### READING PASSAGE
---------------
8. We have carefully considered the rival contentions and perused the records.
9. Admitted position is, appellants have filed these appeals challenging the ex parte order. Their principal grievance is that the impugned order is in violation of principles of natural justice.
10. The mode of service is prescribed in SEBI (Procedure for Holding Inquiry and Imposing Penalties by Adjudicating Officer) Rules, 1995. It has been amended on December 31, 2021. Admittedly, these cases are of the period prior to the amendment. The main ground urged by the learned Advocates for the appellants is that there is violation of Rule 7(a) of the Rules. The said Rule reads thus:
"7. Service of notices and orders.
A notice or an order issued under these rules shall be served on the person in the following manner, that is to say,--
(a) by delivering or tendering it to that person or his duly authorised agent;"
(Emphasis Supplied)
11. SEBI's stand is that the service can be effected in the alternative modes as per the amended provision and the amendment is only clarificatory in nature.
12. This Tribunal has considered the similar issue in Uma Karthikeyan v. SEBI19 and held as follows:
"8. A perusal of the aforesaid rule will indicate that the first step for serving a notice upon a person is by delivering or tendering it to that person or to his duly authorised agent as per Rule 7(a) of the Rules of 1995. In the instant case no steps have been taken by the respondent to serve the appellant as per Rule 7(a) and straightway the respondent have taken steps under Rule 7(b) and thereafter under 7(c). In our view it was not open to the respondent to jump or skip Rule 7(a) and serve notice under Rule 7(b) and 7(c). If service had been attempted under Rule 7(a) by delivering or tendering it to that person i.e. by personal service the person tendering the service would have found out Appeal No.513 of 2020 decided on 19.05.2021 by Securities Appellate Tribunal, Mumbai that the appellant had left the premises. Affixation at the address which has been vacated by the appellant is no service in the eyes of law. Thus, in our opinion without attempting service under Rule 7(a), affixation under Rule 7(c) becomes irregular. In any view service has been attempted by affixation on the address which had been vacated by the appellant since 2012 which fact has not been denied. Thus, we are of the opinion that service is insufficient. The appellant was not served with the show cause notice, etc."
---------------
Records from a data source
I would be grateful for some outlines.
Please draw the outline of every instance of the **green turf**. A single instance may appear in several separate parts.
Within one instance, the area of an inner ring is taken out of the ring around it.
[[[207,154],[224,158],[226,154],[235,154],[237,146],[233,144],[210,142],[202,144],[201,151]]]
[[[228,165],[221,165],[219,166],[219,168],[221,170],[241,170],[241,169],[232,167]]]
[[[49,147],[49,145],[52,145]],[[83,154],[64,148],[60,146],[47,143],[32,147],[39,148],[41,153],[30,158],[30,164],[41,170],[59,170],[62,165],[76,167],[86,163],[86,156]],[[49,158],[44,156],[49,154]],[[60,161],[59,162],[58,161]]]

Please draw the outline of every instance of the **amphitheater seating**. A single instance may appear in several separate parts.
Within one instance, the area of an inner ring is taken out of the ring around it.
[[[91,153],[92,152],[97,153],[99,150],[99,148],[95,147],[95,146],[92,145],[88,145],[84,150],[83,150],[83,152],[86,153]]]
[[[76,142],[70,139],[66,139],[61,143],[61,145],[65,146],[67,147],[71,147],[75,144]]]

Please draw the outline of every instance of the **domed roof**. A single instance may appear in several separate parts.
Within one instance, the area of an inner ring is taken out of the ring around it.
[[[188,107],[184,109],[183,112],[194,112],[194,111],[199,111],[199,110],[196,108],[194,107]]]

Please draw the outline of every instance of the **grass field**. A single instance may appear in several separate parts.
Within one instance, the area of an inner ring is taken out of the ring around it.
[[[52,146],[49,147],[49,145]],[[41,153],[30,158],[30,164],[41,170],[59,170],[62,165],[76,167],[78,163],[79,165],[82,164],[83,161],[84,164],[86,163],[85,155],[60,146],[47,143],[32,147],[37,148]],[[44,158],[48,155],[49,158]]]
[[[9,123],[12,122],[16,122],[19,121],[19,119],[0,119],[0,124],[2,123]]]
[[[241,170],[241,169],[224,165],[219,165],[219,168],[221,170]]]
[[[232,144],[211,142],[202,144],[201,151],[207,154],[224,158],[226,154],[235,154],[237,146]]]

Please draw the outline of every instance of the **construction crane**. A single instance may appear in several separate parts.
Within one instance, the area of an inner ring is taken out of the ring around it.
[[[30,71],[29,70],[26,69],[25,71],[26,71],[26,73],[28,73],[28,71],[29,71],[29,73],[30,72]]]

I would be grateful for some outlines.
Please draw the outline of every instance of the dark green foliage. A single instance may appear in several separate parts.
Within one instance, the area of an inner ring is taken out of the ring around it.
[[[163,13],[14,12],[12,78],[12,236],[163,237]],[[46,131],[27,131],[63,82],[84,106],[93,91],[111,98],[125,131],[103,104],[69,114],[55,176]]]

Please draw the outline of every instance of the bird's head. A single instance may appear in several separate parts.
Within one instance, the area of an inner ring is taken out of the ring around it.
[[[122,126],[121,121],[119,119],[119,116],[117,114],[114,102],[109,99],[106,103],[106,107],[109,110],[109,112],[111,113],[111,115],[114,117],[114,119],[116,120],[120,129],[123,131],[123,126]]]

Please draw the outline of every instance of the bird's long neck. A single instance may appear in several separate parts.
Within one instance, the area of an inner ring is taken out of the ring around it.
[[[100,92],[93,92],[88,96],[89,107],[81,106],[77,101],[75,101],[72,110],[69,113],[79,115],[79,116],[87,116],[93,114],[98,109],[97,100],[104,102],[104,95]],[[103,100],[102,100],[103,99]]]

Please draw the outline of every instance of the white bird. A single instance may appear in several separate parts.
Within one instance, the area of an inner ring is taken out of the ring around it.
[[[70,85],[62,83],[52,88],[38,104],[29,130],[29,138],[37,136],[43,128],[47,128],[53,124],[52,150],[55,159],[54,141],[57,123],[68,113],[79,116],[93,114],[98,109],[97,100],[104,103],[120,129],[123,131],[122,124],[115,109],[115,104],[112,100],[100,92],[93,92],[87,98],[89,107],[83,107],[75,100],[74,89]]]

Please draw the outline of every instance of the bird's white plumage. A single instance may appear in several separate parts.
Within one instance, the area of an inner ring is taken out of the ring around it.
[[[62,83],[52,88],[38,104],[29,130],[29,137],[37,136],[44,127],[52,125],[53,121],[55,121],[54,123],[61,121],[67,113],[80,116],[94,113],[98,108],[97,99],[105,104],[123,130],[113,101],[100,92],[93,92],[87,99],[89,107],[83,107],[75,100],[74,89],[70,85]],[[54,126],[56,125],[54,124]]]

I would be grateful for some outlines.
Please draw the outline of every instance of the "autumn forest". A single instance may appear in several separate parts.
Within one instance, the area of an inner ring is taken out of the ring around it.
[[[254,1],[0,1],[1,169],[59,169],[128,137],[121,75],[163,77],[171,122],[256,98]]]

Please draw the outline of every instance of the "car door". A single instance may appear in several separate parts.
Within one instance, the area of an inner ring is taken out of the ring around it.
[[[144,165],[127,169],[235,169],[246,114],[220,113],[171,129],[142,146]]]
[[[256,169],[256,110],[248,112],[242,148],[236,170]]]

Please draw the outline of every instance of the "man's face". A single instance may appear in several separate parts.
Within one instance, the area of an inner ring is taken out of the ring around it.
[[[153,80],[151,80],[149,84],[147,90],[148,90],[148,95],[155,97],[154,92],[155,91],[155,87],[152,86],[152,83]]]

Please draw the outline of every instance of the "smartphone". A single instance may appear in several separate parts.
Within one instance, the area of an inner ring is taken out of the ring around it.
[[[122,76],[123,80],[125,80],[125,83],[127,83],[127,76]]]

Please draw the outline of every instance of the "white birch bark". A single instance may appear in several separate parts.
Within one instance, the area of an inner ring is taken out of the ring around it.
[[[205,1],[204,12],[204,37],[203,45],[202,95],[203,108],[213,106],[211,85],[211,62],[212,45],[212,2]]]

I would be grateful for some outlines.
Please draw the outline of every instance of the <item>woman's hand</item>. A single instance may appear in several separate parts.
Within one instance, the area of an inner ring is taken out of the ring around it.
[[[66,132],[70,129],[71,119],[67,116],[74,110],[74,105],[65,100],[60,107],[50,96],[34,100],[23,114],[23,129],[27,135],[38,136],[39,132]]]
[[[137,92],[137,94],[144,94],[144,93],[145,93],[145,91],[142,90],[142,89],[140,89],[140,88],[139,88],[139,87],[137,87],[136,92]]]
---------------
### WORK TO COMPLETE
1: Answer these questions about the tribunal excerpt:
(a) On what date were the SEBI inquiry and penalty rules amended?
(b) How does SEBI characterize the amendment?
(c) Since what year had the appellant in Uma Karthikeyan v. SEBI vacated the address where the notice was affixed?
2: Which lines in the records contain the word "bird"? List each of them.
The tribunal excerpt and the records are unrelated pieces of material.

### RESULTS FOR THE EXERCISE
1:
(a) December 31, 2021
(b) As only clarificatory in nature
(c) 2012

2:
Please draw the outline of every instance of the bird's head. A single instance may appear in several separate parts.
Please draw the outline of every instance of the bird's long neck. A single instance may appear in several separate parts.
Please draw the outline of every instance of the white bird. A single instance may appear in several separate parts.
Please draw the outline of every instance of the bird's white plumage. A single instance may appear in several separate parts.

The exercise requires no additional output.